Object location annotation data
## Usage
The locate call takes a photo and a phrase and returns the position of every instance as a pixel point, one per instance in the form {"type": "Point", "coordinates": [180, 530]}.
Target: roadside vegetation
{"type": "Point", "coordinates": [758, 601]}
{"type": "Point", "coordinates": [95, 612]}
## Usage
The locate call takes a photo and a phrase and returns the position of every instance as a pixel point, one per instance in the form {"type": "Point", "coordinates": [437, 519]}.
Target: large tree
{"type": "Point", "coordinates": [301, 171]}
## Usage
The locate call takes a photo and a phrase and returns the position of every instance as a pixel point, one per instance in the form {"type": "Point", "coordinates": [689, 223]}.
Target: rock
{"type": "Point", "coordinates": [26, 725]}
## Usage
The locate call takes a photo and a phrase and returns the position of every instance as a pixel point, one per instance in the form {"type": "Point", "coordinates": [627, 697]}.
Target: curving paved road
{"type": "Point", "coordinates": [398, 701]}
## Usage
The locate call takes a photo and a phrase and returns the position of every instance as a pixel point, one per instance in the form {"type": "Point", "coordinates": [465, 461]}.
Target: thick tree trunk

== EXERCISE DESCRIPTION ==
Copy out all the items in full, decreasing every coordinate in the answer points by 124. Leave the sample point in each usage line unchanged.

== OUTPUT OF THE EXERCISE ==
## Usage
The locate call takes a photo and a phrase and returns the position of every instance as a pixel point, one per instance in the form {"type": "Point", "coordinates": [180, 530]}.
Target: roadside vegetation
{"type": "Point", "coordinates": [634, 477]}
{"type": "Point", "coordinates": [-29, 488]}
## Usage
The locate call takes a photo and a phrase and returns the position of every instance as a pixel point, one per instance in the form {"type": "Point", "coordinates": [437, 519]}.
Target: large tree
{"type": "Point", "coordinates": [177, 47]}
## Usage
The locate call takes a photo and a phrase and returns the position of every instance as a pixel point, one per instance in the form {"type": "Point", "coordinates": [689, 223]}.
Target: rock
{"type": "Point", "coordinates": [-98, 601]}
## Usage
The locate call takes a photo and a phrase and returns the position of every instance as a pixel point, one per instance in the form {"type": "Point", "coordinates": [627, 697]}.
Target: curving paved road
{"type": "Point", "coordinates": [274, 577]}
## Usage
The locate call takes a photo and a phrase and returns the position of every instance as a pixel point, one per instance in the form {"type": "Point", "coordinates": [465, 461]}.
Target: thick tree trunk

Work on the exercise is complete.